● **Required action**:
Transcribe the data underneath exactly. No images belong in your version.

● **Material for this task**:
= = = = = = =

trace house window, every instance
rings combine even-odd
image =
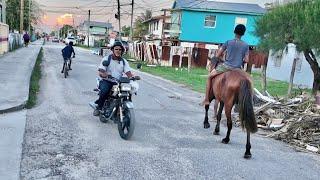
[[[216,27],[216,20],[217,17],[214,15],[207,15],[204,19],[204,26],[209,28],[215,28]]]
[[[247,26],[247,21],[248,19],[247,18],[242,18],[242,17],[236,17],[236,21],[235,21],[235,25],[238,25],[238,24],[243,24],[245,26]]]

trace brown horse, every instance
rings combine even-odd
[[[211,63],[211,68],[216,66],[216,62]],[[218,135],[220,131],[220,120],[223,107],[225,108],[225,115],[227,117],[228,131],[222,143],[229,143],[230,132],[232,129],[231,110],[234,104],[239,105],[239,117],[242,128],[247,131],[247,144],[244,158],[251,158],[251,144],[250,144],[250,133],[255,133],[257,123],[253,111],[252,102],[252,85],[251,78],[248,74],[240,69],[227,71],[213,78],[212,87],[210,92],[209,100],[215,100],[215,115],[217,118],[217,125],[214,130],[214,134]],[[213,94],[214,93],[214,94]],[[217,105],[219,104],[218,114],[216,114]],[[205,106],[206,114],[203,122],[204,128],[209,128],[208,122],[208,110],[209,105]]]

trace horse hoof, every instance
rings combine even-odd
[[[210,124],[209,124],[209,123],[205,123],[205,124],[203,124],[203,127],[204,127],[205,129],[208,129],[208,128],[210,128]]]
[[[222,142],[223,144],[228,144],[229,141],[230,141],[230,139],[224,138],[224,139],[222,139],[221,142]]]
[[[214,131],[213,135],[220,135],[219,131]]]
[[[244,156],[243,156],[243,157],[244,157],[245,159],[250,159],[250,158],[251,158],[251,156],[252,156],[251,154],[244,154]]]

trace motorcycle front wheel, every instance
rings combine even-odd
[[[118,122],[118,131],[120,137],[124,140],[131,138],[135,127],[135,115],[134,110],[125,108],[123,110],[123,121]]]

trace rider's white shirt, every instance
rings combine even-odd
[[[123,62],[114,60],[111,58],[110,64],[108,67],[105,67],[102,65],[103,61],[108,60],[108,56],[103,57],[99,69],[104,69],[107,71],[108,74],[110,74],[112,77],[120,79],[123,76],[123,73],[126,73],[128,71],[131,71],[129,63],[126,59],[122,58],[124,60],[124,67],[123,67]]]

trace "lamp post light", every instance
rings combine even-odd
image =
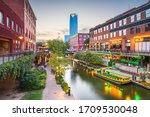
[[[23,39],[23,36],[19,36],[19,39],[22,40],[22,39]]]

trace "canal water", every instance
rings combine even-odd
[[[76,100],[150,100],[150,91],[134,84],[116,85],[84,68],[65,71],[65,81]]]

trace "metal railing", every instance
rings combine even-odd
[[[19,57],[22,57],[26,54],[27,52],[19,52],[19,53],[10,53],[10,54],[0,54],[0,65],[4,64],[6,62],[15,60]]]

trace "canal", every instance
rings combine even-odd
[[[150,91],[134,84],[116,85],[84,68],[70,68],[64,79],[76,100],[150,100]]]

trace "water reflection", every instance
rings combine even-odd
[[[87,69],[69,69],[64,79],[71,87],[75,99],[79,100],[141,100],[150,99],[150,91],[139,86],[115,85],[92,76]]]

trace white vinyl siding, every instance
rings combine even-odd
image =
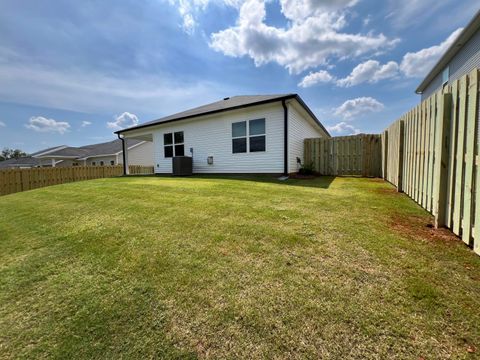
[[[325,137],[318,125],[307,114],[292,104],[288,105],[288,172],[297,172],[297,157],[303,163],[303,143],[305,139]]]
[[[266,150],[232,153],[232,123],[265,118]],[[183,131],[185,155],[193,148],[194,173],[282,173],[283,108],[280,102],[176,121],[150,129],[155,149],[155,172],[172,172],[172,159],[163,156],[163,134]],[[213,156],[213,164],[207,158]],[[158,166],[157,166],[158,164]]]
[[[116,160],[116,156],[101,156],[101,157],[92,157],[87,159],[87,166],[92,166],[95,163],[95,166],[101,166],[100,162],[103,161],[103,166],[110,166],[110,161]],[[83,165],[83,160],[77,161],[79,164]]]
[[[480,31],[477,31],[468,40],[455,57],[448,64],[450,78],[448,83],[460,79],[463,75],[468,74],[475,68],[480,68]],[[442,72],[428,84],[422,93],[422,101],[429,98],[433,93],[442,87]]]
[[[128,150],[128,163],[130,165],[153,166],[153,142],[146,141]],[[122,153],[118,155],[118,161],[123,164]]]

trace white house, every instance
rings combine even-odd
[[[0,169],[30,167],[107,166],[123,164],[121,140],[81,147],[66,145],[37,151],[29,156],[0,162]],[[131,140],[128,144],[130,165],[153,166],[151,141]]]
[[[152,141],[157,174],[174,156],[191,156],[194,173],[293,173],[304,139],[330,137],[297,94],[234,96],[116,134]]]
[[[81,147],[63,146],[54,151],[32,155],[42,161],[50,161],[51,166],[106,166],[123,164],[122,141]],[[143,140],[132,140],[128,144],[130,165],[153,166],[153,144]]]
[[[480,11],[430,70],[416,93],[422,95],[423,101],[476,68],[480,68]]]

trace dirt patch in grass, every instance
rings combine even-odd
[[[381,188],[378,188],[378,189],[374,189],[372,190],[373,192],[375,193],[378,193],[378,194],[383,194],[383,195],[401,195],[401,193],[399,193],[397,191],[397,189],[395,188],[385,188],[385,187],[381,187]]]
[[[435,229],[433,217],[392,215],[390,227],[410,238],[454,244],[459,238],[446,228]]]

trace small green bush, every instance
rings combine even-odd
[[[298,170],[300,175],[313,175],[315,173],[315,169],[313,164],[302,164],[302,167]]]

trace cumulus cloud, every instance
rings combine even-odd
[[[345,101],[334,109],[334,115],[344,120],[352,120],[362,115],[381,111],[383,108],[384,105],[372,97],[359,97]]]
[[[65,134],[70,129],[70,124],[65,121],[47,119],[43,116],[31,117],[25,127],[38,132]]]
[[[381,64],[377,60],[367,60],[358,64],[345,78],[335,79],[327,71],[320,70],[305,76],[298,84],[301,87],[314,86],[320,83],[335,83],[341,87],[351,87],[362,83],[377,83],[380,80],[393,79],[400,75],[405,77],[424,77],[455,41],[462,29],[455,30],[442,43],[405,54],[400,64],[389,61]]]
[[[138,122],[137,115],[124,112],[123,114],[116,116],[114,121],[107,122],[107,127],[114,130],[120,130],[138,125]]]
[[[357,129],[355,126],[346,123],[345,121],[339,122],[338,124],[327,126],[327,130],[331,134],[336,135],[356,135],[360,134],[360,129]]]
[[[80,125],[81,127],[86,127],[88,125],[92,125],[91,121],[82,121],[82,124]]]
[[[7,124],[5,124],[3,121],[0,121],[0,127],[6,127]]]
[[[287,27],[265,24],[262,0],[246,0],[237,24],[211,35],[210,47],[227,56],[248,56],[256,66],[275,62],[290,73],[328,65],[332,58],[355,58],[393,47],[396,39],[383,34],[341,32],[347,25],[345,8],[356,1],[282,0]]]
[[[298,83],[298,86],[307,88],[319,83],[331,83],[334,81],[335,77],[333,77],[328,71],[320,70],[317,72],[311,72],[305,76],[302,81]]]
[[[381,65],[376,60],[368,60],[357,65],[350,75],[337,81],[339,86],[350,87],[364,82],[376,83],[398,75],[398,64],[395,61]]]
[[[199,13],[205,11],[212,0],[169,0],[170,5],[175,6],[182,17],[182,29],[187,34],[195,33],[197,27],[197,17]],[[243,0],[223,0],[216,1],[217,4],[233,6],[238,8]]]
[[[417,52],[409,52],[403,57],[400,70],[408,77],[423,77],[435,65],[435,62],[447,51],[463,28],[455,30],[439,45],[431,46]]]

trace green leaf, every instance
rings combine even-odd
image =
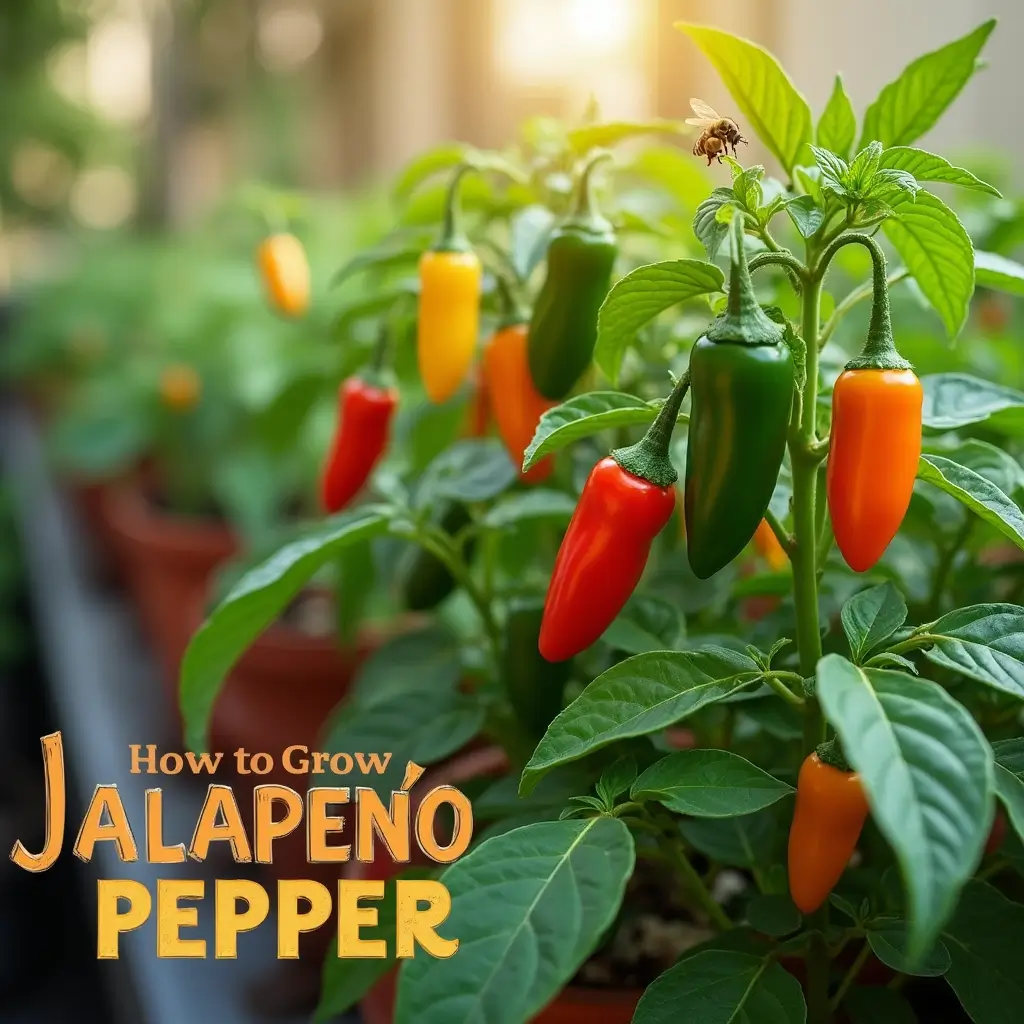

= = = = = = =

● **Finished exercise**:
trace house window, every instance
rings combine even-odd
image =
[[[216,27],[216,20],[217,17],[214,15],[207,15],[204,19],[204,26],[209,28],[215,28]]]
[[[247,26],[247,21],[248,19],[247,18],[242,18],[242,17],[236,17],[236,21],[235,21],[235,25],[238,25],[238,24],[243,24],[245,26]]]

trace brown horse, every instance
rings combine even-odd
[[[211,63],[211,68],[216,66],[216,62]],[[218,135],[220,131],[220,120],[223,107],[225,108],[225,115],[227,117],[228,131],[222,143],[229,143],[230,132],[232,129],[231,110],[234,104],[239,105],[239,117],[242,128],[247,131],[247,144],[244,158],[251,158],[251,144],[250,144],[250,133],[255,133],[257,123],[253,111],[252,102],[252,85],[251,78],[248,74],[240,69],[227,71],[213,78],[212,87],[210,92],[209,100],[215,100],[215,115],[217,118],[217,125],[214,130],[214,134]],[[213,94],[214,93],[214,94]],[[217,105],[219,104],[218,114],[216,114]],[[205,106],[206,114],[203,122],[204,128],[209,128],[208,122],[208,110],[209,105]]]

trace horse hoof, every instance
rings combine even-odd
[[[210,124],[209,124],[209,123],[205,123],[205,124],[203,124],[203,127],[204,127],[205,129],[208,129],[208,128],[210,128]]]
[[[222,142],[223,144],[228,144],[229,141],[230,141],[230,139],[224,138],[224,139],[222,139],[221,142]]]
[[[214,131],[213,135],[220,135],[219,131]]]
[[[244,156],[243,156],[243,157],[244,157],[245,159],[250,159],[250,158],[251,158],[251,156],[252,156],[251,154],[244,154]]]

trace motorcycle front wheel, every instance
rings combine even-odd
[[[118,122],[118,131],[120,137],[124,140],[131,138],[135,127],[135,115],[134,110],[125,108],[123,110],[123,121]]]

trace rider's white shirt, every instance
rings combine even-odd
[[[123,62],[114,60],[111,58],[110,64],[108,67],[105,67],[102,65],[103,61],[108,60],[108,56],[103,57],[99,69],[104,69],[107,71],[108,74],[110,74],[112,77],[120,79],[123,76],[123,73],[126,73],[128,71],[131,71],[129,63],[126,59],[122,58],[124,60],[124,67],[123,67]]]

trace "lamp post light", every instance
rings combine even-odd
image =
[[[23,39],[23,36],[19,36],[19,39],[22,40],[22,39]]]

trace "canal water", every instance
rings combine even-odd
[[[76,100],[150,100],[150,91],[134,84],[116,85],[84,68],[65,71],[65,81]]]

trace "metal railing", every instance
rings combine even-odd
[[[19,57],[22,57],[26,54],[27,52],[19,52],[19,53],[10,53],[10,54],[0,54],[0,65],[4,64],[6,62],[15,60]]]

trace "canal", every instance
rings combine even-odd
[[[150,91],[134,84],[116,85],[84,68],[70,68],[64,79],[76,100],[150,100]]]

trace "water reflection", every instance
rings combine even-odd
[[[87,69],[69,69],[64,79],[71,87],[75,99],[79,100],[141,100],[150,99],[150,91],[139,86],[115,85],[92,76]]]

trace white vinyl siding, every instance
rings combine even-odd
image =
[[[325,137],[318,125],[307,114],[292,104],[288,105],[288,172],[297,172],[297,157],[303,163],[303,143],[305,139]]]
[[[266,150],[232,153],[232,123],[265,118]],[[183,131],[185,155],[193,148],[194,173],[282,173],[283,108],[280,102],[176,121],[150,129],[155,149],[155,172],[172,172],[172,159],[163,156],[163,134]],[[213,156],[213,164],[207,158]],[[158,166],[157,166],[158,164]]]
[[[116,160],[116,156],[101,156],[101,157],[92,157],[87,159],[87,166],[92,166],[95,163],[95,166],[101,166],[100,162],[103,161],[103,166],[110,166],[110,161]],[[83,165],[83,160],[77,161],[79,164]]]
[[[480,31],[477,31],[468,40],[455,57],[448,64],[450,78],[448,83],[460,79],[463,75],[468,74],[475,68],[480,68]],[[442,72],[428,84],[422,93],[422,101],[429,98],[433,93],[442,87]]]
[[[128,150],[128,163],[130,165],[153,166],[153,142],[146,141]],[[122,153],[118,155],[118,161],[123,164]]]

trace white house, every instance
rings combine even-odd
[[[0,169],[30,167],[107,166],[123,164],[121,140],[81,147],[66,145],[37,151],[29,156],[0,162]],[[131,140],[128,144],[130,165],[153,166],[151,141]]]
[[[152,141],[157,174],[174,156],[191,156],[194,173],[293,173],[304,139],[330,137],[297,94],[234,96],[116,134]]]
[[[81,147],[63,146],[54,151],[32,155],[42,161],[50,161],[51,166],[106,166],[123,164],[122,141]],[[143,140],[132,140],[128,144],[130,165],[153,166],[153,144]]]
[[[480,11],[430,70],[416,93],[422,95],[423,101],[476,68],[480,68]]]

trace dirt patch in grass, every instance
rings combine even-odd
[[[381,188],[378,188],[378,189],[374,189],[372,190],[373,192],[375,193],[378,193],[378,194],[383,194],[383,195],[401,195],[401,193],[399,193],[397,191],[397,189],[395,188],[385,188],[385,187],[381,187]]]
[[[435,229],[433,217],[392,215],[390,227],[410,238],[454,244],[459,238],[446,228]]]

trace small green bush, every instance
rings combine even-odd
[[[298,170],[300,175],[313,175],[315,173],[315,169],[313,164],[302,164],[302,167]]]

trace cumulus cloud, every instance
rings combine even-odd
[[[345,101],[334,109],[334,115],[344,120],[352,120],[362,115],[381,111],[383,108],[384,105],[372,97],[359,97]]]
[[[65,134],[70,129],[70,124],[65,121],[47,119],[43,116],[31,117],[25,127],[38,132]]]
[[[381,64],[377,60],[367,60],[358,64],[345,78],[335,79],[327,71],[320,70],[305,76],[298,84],[301,87],[314,86],[320,83],[335,83],[341,87],[351,87],[362,83],[377,83],[380,80],[393,79],[400,75],[405,77],[424,77],[455,41],[462,29],[455,30],[442,43],[405,54],[400,64],[389,61]]]
[[[138,122],[137,115],[124,112],[123,114],[116,116],[114,121],[107,122],[107,127],[114,130],[120,130],[138,125]]]
[[[357,129],[355,126],[346,123],[345,121],[339,122],[338,124],[327,126],[327,130],[331,134],[336,135],[356,135],[360,134],[360,129]]]
[[[80,125],[81,127],[86,127],[88,125],[92,125],[91,121],[82,121],[82,124]]]
[[[7,124],[5,124],[3,121],[0,121],[0,127],[6,127]]]
[[[287,27],[265,24],[262,0],[246,0],[237,24],[211,35],[210,47],[227,56],[248,56],[256,66],[275,62],[290,73],[328,65],[332,58],[355,58],[393,47],[396,39],[383,34],[341,32],[347,25],[345,8],[356,1],[282,0]]]
[[[298,83],[298,86],[307,88],[319,83],[331,83],[334,81],[335,77],[333,77],[328,71],[320,70],[317,72],[311,72],[305,76],[302,81]]]
[[[381,65],[376,60],[368,60],[357,65],[350,75],[337,81],[339,86],[350,87],[364,82],[376,83],[398,75],[398,64],[395,61]]]
[[[199,13],[205,11],[212,0],[169,0],[170,5],[175,6],[182,17],[182,29],[187,34],[195,33],[197,27],[197,17]],[[243,0],[223,0],[216,1],[217,4],[233,6],[238,8]]]
[[[417,52],[409,52],[403,57],[400,70],[408,77],[423,77],[435,65],[435,62],[447,51],[463,28],[455,30],[439,45],[431,46]]]

trace green leaf, every instance
rings combine even-odd
image =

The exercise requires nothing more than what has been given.